[Saved data entries]
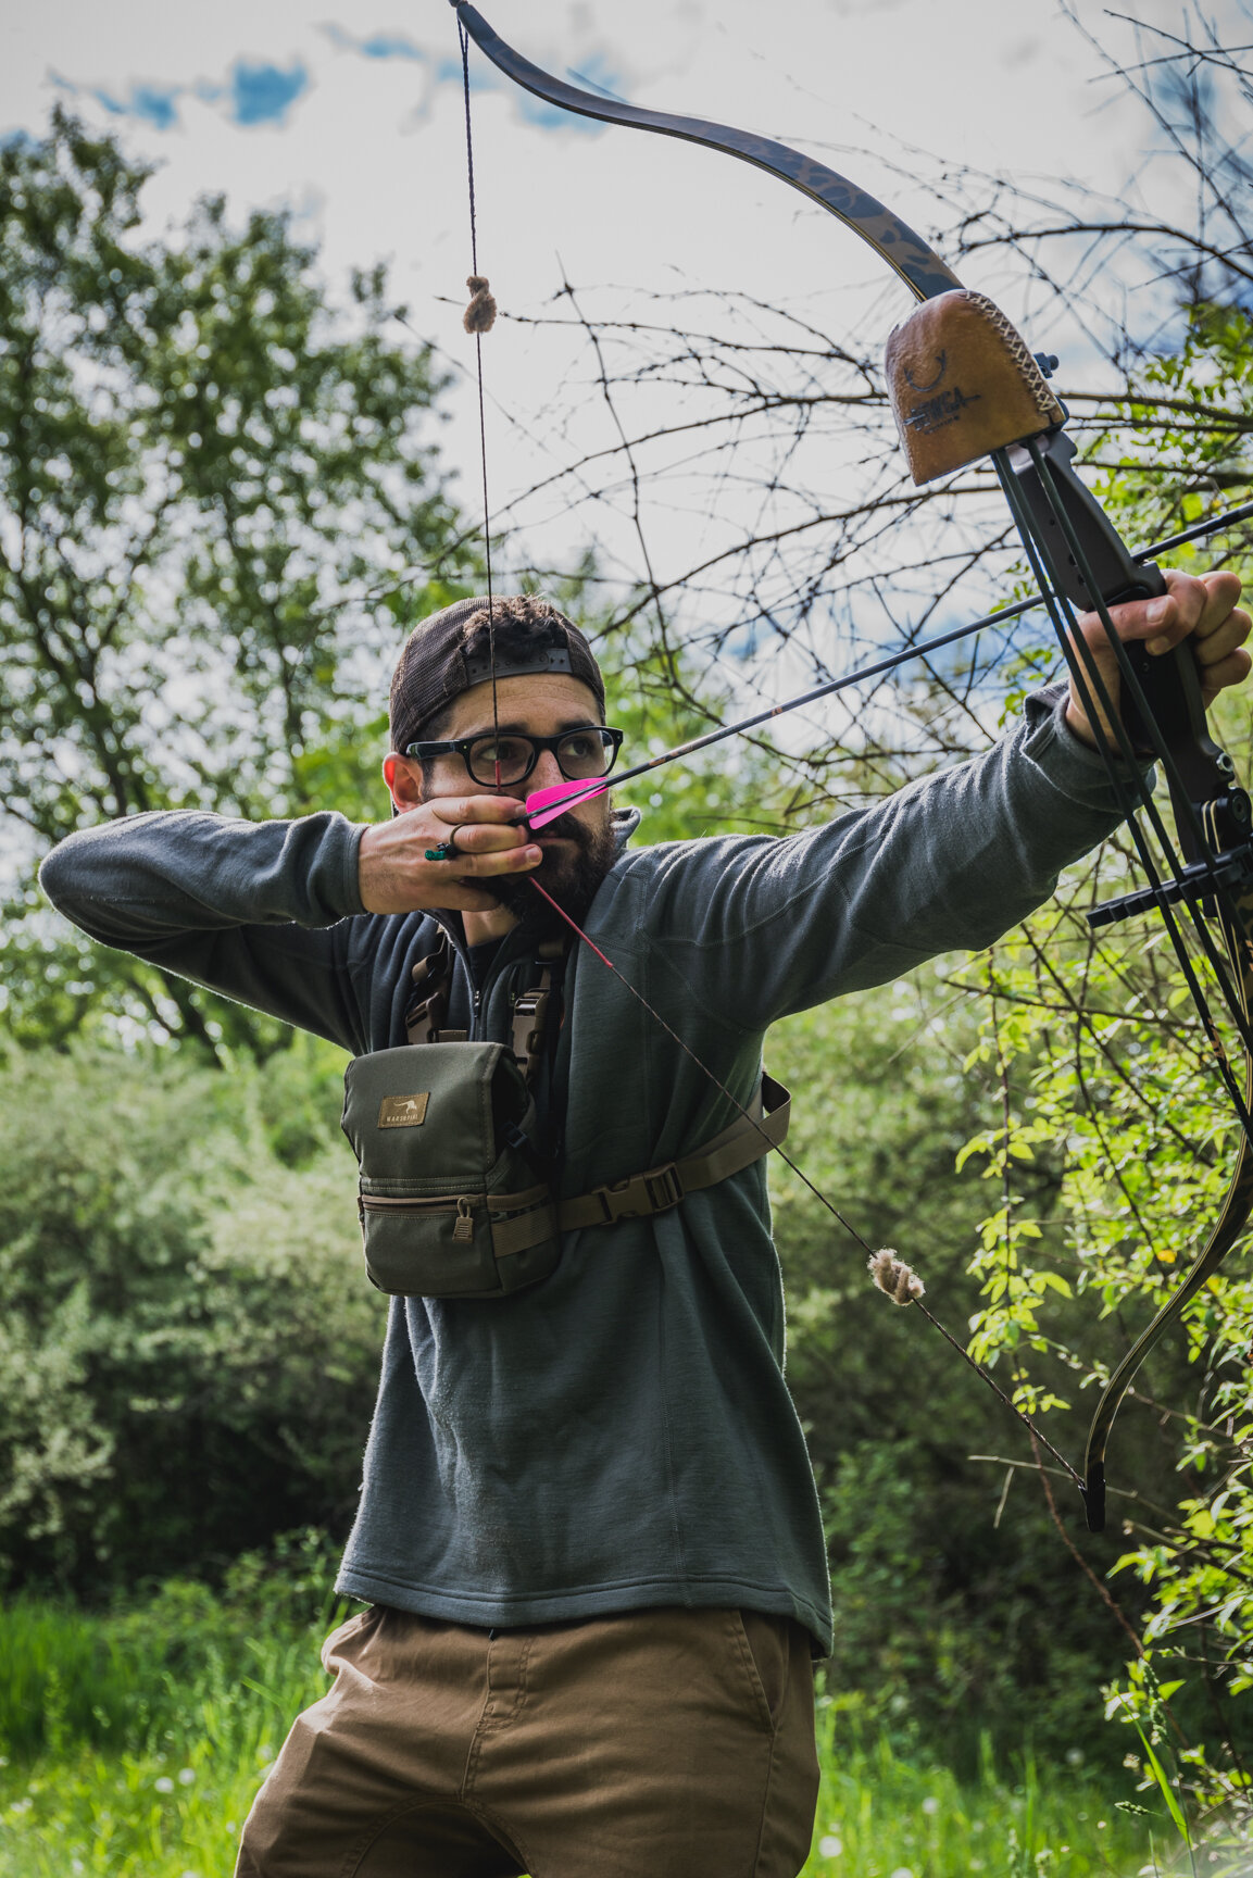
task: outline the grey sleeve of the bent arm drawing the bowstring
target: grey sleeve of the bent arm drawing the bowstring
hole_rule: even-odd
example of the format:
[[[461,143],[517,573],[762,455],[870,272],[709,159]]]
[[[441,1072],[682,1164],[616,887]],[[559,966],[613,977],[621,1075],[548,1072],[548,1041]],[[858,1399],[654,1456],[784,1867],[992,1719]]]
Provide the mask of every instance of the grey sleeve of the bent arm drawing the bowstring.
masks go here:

#### WORK INSTRUCTIONS:
Set down every entry word for word, but omit the pictures.

#### THE ANSWER:
task: outline the grey sleeve of the bent arm drawing the bowstring
target: grey sleeve of the bent arm drawing the bowstring
hole_rule: even-odd
example of the format:
[[[461,143],[517,573],[762,455],[870,272],[709,159]]]
[[[441,1072],[682,1164],[616,887]],[[559,966],[613,977],[621,1075],[548,1072],[548,1041]],[[858,1399],[654,1456],[784,1867],[992,1719]]]
Provide the mask of every instance of the grey sleeve of the bent arm drawing the bowstring.
masks go here:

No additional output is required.